WHAT TO DO:
• 1. Summarize the article on banks and whole life insurance in two sentences.
• 2. Translate this sentence from the article on banks and whole life insurance into Spanish: "Starting in 2015, the Federal Reserve Board took the Basel-III guidelines and adapted them for the US."

PASSAGE SHOWN:
☆ ☆ ☆ ☆ ☆ ☆ ☆

What business do banks have in whole life insurance?


First, a disclaimer:

What follows is a regular guy’s very general interpretation of some pretty complex federal financial regulations. Take it with a grain of salt, and if it interests you further, do your own research or talk to an expert, which I am not.

I’m just a guy who’s spent a boatload of time in the past several months trying to crack the code to whole life insurance – and use it to bootstrap my own banking system.

What I’ve discovered (completely by accident, as is often the case when I’m digging around in finances) is that some of the biggest buyers of whole life insurance are banks. There’s even a term for it: BOLI, or bank-owned life insurance, and as it turns out, they use it in pretty much the same way I’ve been writing about – plus more.

And we’re not talking chump change.  According to the Dec 31, 2014 report of the Federal Financial Institutions Examination Council, here is how much whole life insurance some of the biggest banks have on their books:

JPMorgan Chase $10.6 billion
Wells Fargo Bank $18 billion
Bank of America $20.8 billion
PNC Bank $7.7 billion

And they aren’t the only ones.

At the end of 2015, almost 3,800 banks in the US reported $156.1 billion in whole life (not term life) insurance policies.

Why do banks do this? Simply put, because they have to, but also because they WANT to.

Rules are Rules


Many of the country’s largest banks are required by federal law to keep a substantial amount of resources that can be used as liquid cash with little notice. The goal is to prevent another bank run.

These laws are taken from a regulatory framework called Basel-III that was created by an international grouping of central banks from developed countries around the world. The idea was to avoid another financial crisis like the one that hit in 2008/9, which almost sank many “too-big-to-fail” banks.

Starting in 2015, the Federal Reserve Board took the Basel-III guidelines and adapted them for the US. A big part of the US rules provides guidelines as to how much Tier 1 Capital (the most liquid assets) each bank must have, relative to how much risk it has on the books (loans, stocks, etc).

Generally, they are seeking a 6% ratio of Tier 1 Capital to risk-based assets. For example, if the bank has $100 million in loans and other risk-based investments, it needs to keep $6 million worth of Tier 1 Capital.

What qualifies as Tier 1 Capital?  You guessed it – cash, of course, but also whole life insurance, among other instruments. Because it is stable and can be liquid in the form of loans, according to the Federal Deposit Insurance Corporation, it qualifies – so banks have been loading up on them.

For decades, banks would take out whole life insurance policies on their key executives – CEOs and the like.

However, in the past couple of years, the banks have cast a wider net and are now insuring the lives of many more employees further down the corporate ladder. Depending on state law, they may not even need written employee consent.

Spoonfuls of sugar

It’s one thing to have to take your regulatory medicine.  It’s quite another thing to find a medicine so delicious it becomes irresistible, which is exactly what happened with BOLI.

☆ ☆ ☆ ☆ ☆ ☆ ☆

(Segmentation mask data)
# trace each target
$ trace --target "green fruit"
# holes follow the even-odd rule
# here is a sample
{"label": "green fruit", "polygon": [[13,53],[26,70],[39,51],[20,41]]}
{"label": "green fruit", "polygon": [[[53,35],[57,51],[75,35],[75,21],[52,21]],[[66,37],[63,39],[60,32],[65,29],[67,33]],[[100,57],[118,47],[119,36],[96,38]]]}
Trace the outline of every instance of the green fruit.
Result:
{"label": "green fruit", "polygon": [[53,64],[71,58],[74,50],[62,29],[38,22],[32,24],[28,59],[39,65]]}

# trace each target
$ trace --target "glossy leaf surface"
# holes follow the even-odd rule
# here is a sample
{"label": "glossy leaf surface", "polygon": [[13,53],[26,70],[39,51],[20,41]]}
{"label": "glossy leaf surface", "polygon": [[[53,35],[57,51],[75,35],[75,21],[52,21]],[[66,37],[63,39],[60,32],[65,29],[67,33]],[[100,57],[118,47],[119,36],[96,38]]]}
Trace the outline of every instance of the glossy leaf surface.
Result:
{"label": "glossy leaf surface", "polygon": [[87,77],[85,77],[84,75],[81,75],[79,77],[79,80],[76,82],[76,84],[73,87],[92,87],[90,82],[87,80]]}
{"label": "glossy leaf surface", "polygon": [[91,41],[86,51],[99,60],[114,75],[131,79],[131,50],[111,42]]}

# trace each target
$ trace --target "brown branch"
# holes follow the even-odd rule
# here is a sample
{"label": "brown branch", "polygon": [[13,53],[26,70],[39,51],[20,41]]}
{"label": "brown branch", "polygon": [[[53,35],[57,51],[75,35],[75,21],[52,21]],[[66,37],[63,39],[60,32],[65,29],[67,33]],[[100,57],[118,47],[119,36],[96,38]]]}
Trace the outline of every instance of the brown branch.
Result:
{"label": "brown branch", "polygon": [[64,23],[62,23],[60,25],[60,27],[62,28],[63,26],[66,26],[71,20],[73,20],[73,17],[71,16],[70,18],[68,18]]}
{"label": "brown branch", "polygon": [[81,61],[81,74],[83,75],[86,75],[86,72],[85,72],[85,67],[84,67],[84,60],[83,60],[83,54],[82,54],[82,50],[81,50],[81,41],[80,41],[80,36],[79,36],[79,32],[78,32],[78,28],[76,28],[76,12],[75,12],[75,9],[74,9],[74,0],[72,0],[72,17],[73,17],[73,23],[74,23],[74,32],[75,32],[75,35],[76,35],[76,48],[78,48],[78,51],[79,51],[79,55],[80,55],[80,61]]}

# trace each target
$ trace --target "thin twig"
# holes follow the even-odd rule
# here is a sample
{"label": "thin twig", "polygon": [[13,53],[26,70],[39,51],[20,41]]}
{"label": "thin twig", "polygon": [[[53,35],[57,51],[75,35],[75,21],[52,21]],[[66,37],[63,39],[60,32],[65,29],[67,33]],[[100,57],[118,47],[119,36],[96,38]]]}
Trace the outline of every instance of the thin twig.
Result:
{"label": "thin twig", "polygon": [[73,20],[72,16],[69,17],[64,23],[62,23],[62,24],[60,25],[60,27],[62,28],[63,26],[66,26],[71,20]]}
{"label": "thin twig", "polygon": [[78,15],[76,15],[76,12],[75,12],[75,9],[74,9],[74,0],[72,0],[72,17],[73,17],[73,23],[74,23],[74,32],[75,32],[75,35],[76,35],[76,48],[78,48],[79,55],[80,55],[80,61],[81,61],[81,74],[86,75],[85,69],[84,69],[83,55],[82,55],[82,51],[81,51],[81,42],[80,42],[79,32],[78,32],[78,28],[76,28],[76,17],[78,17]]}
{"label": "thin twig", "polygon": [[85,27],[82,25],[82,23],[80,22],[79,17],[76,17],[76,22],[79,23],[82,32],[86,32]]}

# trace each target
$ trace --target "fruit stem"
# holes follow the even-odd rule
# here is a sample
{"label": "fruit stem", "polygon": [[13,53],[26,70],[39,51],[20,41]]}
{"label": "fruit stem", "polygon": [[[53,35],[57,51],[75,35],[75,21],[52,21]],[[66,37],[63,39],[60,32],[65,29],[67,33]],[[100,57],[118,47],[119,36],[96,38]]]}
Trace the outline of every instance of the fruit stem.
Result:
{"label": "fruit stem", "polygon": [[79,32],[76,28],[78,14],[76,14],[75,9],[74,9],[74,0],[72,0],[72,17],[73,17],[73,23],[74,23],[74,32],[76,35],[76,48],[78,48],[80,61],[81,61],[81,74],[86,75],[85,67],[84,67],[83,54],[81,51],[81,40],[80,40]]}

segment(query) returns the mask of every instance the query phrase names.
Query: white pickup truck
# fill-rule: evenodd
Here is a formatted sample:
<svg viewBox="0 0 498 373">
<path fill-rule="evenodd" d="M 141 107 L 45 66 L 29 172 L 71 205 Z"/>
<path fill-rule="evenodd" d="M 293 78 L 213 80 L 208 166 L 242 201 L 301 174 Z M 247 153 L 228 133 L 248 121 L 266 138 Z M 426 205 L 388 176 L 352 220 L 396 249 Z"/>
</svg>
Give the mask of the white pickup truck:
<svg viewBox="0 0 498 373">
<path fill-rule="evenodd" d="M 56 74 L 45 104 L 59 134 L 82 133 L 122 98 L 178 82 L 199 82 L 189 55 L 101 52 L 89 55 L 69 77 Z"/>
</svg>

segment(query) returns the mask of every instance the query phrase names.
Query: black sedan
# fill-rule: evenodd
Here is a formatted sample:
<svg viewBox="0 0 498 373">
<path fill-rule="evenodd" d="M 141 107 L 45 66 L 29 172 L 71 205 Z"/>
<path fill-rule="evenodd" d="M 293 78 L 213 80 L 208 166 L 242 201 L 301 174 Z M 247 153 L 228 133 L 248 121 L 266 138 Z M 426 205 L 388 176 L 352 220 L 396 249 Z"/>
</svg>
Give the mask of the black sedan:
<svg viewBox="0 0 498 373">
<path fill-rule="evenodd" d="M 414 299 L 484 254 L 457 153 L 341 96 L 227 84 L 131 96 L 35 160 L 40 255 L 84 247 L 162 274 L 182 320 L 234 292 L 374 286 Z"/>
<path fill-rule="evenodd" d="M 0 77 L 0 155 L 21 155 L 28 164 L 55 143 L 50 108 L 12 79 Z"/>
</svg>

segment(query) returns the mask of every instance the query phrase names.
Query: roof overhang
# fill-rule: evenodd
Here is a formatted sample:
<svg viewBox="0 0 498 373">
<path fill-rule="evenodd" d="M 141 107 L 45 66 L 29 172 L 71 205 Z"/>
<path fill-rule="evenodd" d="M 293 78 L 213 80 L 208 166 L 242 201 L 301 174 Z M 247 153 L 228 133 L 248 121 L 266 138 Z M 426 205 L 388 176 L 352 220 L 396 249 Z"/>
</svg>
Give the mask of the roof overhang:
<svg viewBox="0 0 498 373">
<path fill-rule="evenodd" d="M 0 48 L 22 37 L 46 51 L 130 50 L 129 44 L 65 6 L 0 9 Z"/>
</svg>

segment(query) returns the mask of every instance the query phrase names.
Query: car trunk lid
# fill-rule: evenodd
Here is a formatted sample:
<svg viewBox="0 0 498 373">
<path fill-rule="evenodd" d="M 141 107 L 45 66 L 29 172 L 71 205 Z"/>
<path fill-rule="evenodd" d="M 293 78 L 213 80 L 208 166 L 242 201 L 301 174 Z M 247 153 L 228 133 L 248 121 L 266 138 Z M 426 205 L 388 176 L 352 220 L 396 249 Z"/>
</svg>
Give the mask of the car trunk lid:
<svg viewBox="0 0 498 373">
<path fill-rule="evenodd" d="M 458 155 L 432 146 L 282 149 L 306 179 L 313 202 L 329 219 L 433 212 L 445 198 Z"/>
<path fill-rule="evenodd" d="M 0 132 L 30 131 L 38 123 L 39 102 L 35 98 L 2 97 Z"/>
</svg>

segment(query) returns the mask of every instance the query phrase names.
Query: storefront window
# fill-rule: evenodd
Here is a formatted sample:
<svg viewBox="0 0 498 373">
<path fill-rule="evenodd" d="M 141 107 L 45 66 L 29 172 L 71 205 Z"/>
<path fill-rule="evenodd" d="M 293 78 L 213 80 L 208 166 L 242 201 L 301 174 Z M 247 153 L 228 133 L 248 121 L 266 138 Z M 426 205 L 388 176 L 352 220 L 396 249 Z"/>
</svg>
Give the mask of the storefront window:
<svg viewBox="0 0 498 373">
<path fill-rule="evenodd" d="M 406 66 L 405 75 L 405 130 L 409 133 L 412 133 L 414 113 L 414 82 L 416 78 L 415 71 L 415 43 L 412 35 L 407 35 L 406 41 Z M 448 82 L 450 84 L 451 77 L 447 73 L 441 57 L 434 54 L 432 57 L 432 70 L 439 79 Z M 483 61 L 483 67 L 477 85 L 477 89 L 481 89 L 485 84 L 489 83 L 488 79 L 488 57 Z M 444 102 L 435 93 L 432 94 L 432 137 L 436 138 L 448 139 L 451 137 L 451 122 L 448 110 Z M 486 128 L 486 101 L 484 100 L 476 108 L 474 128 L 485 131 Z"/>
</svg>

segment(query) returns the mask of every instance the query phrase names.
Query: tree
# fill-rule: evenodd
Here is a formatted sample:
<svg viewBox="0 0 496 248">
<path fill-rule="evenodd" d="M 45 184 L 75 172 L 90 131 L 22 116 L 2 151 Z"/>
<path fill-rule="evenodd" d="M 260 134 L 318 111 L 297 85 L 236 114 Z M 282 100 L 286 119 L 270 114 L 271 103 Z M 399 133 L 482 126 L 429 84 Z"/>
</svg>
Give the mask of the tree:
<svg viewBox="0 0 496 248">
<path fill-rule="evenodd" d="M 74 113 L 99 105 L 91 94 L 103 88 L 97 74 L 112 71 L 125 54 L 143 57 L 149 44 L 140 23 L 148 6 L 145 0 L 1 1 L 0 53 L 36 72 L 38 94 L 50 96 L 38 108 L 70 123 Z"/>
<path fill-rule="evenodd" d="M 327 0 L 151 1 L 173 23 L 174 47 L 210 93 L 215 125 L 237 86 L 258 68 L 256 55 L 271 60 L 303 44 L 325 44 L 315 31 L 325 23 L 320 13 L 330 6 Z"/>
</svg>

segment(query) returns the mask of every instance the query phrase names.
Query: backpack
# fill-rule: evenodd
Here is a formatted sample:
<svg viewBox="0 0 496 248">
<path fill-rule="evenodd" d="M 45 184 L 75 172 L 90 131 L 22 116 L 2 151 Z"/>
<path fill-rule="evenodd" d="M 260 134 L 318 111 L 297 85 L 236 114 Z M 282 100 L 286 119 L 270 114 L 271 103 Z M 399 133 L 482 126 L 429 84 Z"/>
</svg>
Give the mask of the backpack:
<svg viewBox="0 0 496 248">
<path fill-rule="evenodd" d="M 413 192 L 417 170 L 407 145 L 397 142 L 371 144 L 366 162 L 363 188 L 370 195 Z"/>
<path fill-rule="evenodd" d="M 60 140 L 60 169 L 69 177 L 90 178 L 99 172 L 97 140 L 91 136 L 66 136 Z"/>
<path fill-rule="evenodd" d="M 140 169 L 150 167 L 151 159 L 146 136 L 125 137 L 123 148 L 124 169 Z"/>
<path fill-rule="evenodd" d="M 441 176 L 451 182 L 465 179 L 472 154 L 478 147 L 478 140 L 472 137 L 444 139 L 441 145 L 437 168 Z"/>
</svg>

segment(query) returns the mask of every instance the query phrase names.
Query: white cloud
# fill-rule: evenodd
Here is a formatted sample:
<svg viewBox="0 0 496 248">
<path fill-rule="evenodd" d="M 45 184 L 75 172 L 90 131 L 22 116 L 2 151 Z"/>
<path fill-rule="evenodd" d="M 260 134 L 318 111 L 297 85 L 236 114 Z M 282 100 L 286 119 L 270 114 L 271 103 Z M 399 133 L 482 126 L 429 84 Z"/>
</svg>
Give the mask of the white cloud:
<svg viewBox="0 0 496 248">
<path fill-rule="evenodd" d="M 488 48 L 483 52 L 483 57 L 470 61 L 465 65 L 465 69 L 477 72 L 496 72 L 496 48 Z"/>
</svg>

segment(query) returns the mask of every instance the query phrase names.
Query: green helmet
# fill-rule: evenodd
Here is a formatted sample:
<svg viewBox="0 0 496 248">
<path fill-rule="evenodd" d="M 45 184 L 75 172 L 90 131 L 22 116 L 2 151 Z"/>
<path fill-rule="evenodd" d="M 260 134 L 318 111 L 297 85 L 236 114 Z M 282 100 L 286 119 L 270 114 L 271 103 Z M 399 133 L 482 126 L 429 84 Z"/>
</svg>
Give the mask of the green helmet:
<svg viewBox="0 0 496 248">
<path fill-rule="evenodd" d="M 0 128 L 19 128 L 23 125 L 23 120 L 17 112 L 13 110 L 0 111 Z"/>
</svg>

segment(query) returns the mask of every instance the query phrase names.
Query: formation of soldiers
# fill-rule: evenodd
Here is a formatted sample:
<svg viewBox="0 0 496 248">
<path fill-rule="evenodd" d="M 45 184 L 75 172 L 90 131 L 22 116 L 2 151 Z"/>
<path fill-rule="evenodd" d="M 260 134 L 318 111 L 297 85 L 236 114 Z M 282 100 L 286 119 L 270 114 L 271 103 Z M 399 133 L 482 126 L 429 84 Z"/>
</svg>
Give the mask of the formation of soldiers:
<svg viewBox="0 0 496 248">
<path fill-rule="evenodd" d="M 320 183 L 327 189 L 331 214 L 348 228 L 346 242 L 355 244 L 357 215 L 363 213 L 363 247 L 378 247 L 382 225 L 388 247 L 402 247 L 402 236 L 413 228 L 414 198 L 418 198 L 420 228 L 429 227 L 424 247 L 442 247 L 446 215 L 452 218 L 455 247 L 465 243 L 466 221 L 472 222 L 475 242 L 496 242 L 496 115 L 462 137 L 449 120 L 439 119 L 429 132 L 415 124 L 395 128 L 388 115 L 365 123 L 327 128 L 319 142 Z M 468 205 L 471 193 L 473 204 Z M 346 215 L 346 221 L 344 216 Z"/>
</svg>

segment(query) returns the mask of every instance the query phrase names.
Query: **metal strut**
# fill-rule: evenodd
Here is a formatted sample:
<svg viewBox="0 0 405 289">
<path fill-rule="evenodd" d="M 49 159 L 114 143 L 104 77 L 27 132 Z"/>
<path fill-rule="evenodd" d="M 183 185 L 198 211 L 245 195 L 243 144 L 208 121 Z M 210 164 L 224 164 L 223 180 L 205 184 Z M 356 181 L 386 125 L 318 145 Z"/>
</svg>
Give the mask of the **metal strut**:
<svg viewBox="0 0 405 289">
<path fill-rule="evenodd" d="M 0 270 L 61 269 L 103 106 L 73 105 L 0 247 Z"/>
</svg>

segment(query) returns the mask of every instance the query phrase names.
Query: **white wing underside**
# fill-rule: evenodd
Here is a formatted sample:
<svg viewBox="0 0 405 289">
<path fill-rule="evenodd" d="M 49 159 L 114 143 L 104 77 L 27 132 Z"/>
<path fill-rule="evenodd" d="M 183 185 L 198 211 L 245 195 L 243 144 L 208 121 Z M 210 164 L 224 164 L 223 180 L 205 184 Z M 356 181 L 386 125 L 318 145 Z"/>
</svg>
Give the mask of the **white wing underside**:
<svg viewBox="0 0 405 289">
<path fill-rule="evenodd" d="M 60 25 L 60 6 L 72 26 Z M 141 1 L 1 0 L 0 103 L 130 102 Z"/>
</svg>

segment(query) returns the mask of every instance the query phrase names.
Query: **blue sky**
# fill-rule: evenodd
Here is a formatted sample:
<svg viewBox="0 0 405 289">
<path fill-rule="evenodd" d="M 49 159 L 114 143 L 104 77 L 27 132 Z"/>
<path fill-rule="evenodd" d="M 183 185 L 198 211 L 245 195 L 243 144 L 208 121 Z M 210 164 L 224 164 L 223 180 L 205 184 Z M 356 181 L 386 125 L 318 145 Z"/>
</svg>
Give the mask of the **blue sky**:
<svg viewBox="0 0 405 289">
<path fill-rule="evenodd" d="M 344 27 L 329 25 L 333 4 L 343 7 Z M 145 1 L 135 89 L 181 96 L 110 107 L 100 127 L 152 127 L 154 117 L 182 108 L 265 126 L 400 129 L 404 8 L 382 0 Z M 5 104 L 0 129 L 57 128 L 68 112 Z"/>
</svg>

☆ ☆ ☆ ☆ ☆ ☆ ☆

ANSWER LIST:
• 1. Some of the biggest buyers of whole life insurance are banks, a practice known as bank-owned life insurance (BOLI), and at the end of 2015 almost 3,800 US banks reported $156.1 billion in whole life policies. Banks hold it partly because federal rules adapted from Basel-III require a ratio of Tier 1 Capital to risk-based assets, and since whole life insurance qualifies as Tier 1 Capital, banks have been loading up on it and now insure many employees beyond their key executives.

• 2. A partir de 2015, la Junta de la Reserva Federal tomó las directrices de Basilea III y las adaptó para los Estados Unidos.